Page extract:
%%

Spin accumulation has been theoretically and experimentally studied in various materials, including magnetic materials, semiconductors, and metals [1–3]. Under various physical models and different boundary conditions, many theories have suggested that electron spins with opposite polarization directions accumulate around opposite edges of samples [4,5]. Research on SHE on metallic materials is mainly achieved by combining SHE and inverse SHE and using electrical methods to inject spin-polarized carriers into the metal [6,7]. For semiconductors, optical methods are also widely used in the research of SHE and spin diffusion, including Kerr rotation, Faraday rotation, ultrafast transient spin grating, magneto-optical Kerr effect, and spin density spin grating [8–11]. Drift-diffusion models based on space-resolved optical measurements have been used to explain these experimental results [8,9]. Among these, precise optical experiments and extremely low temperatures are indispensable. However, circularly polarized light can detect spin at room temperature [12,13]. The CPPC used in this research provides a simple optical method for studying the spin Hall effect at room temperature. In addition, the distribution of spin accumulation in the heterostructures of metals and semiconductors remains a problem. Experimentally, the edge asymmetry of the semiconductor may cause additional spin carriers [14]. Therefore, the problem of how to distinguish the spin polarization around the edges induced by the SHE from edge signals is also a research challenge.
In this study, SHE-induced spin accumulation driven by the applied electric field in Pt was detected by CPPC in a Pt/GaAs sample at room temperature. A model was established for the absorption of circularly polarized light affected by spin accumulation. The ratio of the SHE photocurrent to the ordinary photocurrent was measured to further calculate the spin-accumulation length of Pt. The study of the edge accumulation of spin-polarized carriers not only contributes to the development of spin electronics, but also helps to better apply the SHE to the preparation of electronic devices.
2. Experimental details
As shown in Fig. 1(a), the electron spins accumulated around the edges are introduced by an electric field and can be measured using CPPC. When an electric field is applied to the electrodes and the electrons along the x-direction, for the existence of SHE, the spin-up and spin-down (with respect to the z-axis) electrons move in the opposite direction of the y-axis. Thus, electrons with opposite spin directions accumulate on the opposite sides of the sample. The accumulated electron spins can induce a difference in the absorption of right-handed circularly polarized light (σ+) and left-handed circularly polarized light (σ-), which can further lead to the difference in the photoconduction of σ+ and σ-, namely, CPPC.

%%

What is being asked: In the spin accumulation excerpt, what sample was used to detect SHE-induced spin accumulation in Pt at room temperature? These records come from a separate source.

(Entries from a point annotation set)

%%

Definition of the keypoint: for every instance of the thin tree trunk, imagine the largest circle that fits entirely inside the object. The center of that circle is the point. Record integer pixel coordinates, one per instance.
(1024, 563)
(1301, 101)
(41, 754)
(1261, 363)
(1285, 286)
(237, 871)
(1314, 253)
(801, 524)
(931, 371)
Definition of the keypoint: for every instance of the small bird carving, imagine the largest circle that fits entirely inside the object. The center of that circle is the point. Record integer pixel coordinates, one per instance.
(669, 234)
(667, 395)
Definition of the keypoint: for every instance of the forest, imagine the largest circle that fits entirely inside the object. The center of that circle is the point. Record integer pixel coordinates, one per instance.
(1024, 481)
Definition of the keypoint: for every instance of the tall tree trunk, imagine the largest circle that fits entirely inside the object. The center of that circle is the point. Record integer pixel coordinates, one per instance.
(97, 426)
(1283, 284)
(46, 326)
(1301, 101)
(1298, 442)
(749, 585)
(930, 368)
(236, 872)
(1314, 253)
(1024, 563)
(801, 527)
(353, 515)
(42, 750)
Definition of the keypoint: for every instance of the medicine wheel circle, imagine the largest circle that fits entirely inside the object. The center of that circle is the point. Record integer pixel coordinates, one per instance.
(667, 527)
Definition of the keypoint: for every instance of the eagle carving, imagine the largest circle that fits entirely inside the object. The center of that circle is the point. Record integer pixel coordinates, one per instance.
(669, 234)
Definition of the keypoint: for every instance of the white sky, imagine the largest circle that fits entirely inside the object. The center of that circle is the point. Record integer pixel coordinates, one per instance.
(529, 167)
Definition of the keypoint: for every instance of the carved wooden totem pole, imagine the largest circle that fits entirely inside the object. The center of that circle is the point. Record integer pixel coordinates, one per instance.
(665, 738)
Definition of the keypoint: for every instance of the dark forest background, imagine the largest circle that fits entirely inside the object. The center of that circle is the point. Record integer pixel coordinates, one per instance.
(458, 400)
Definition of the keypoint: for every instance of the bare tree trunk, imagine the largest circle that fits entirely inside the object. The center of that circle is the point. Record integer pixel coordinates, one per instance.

%%

Result of this exercise: A Pt/GaAs sample.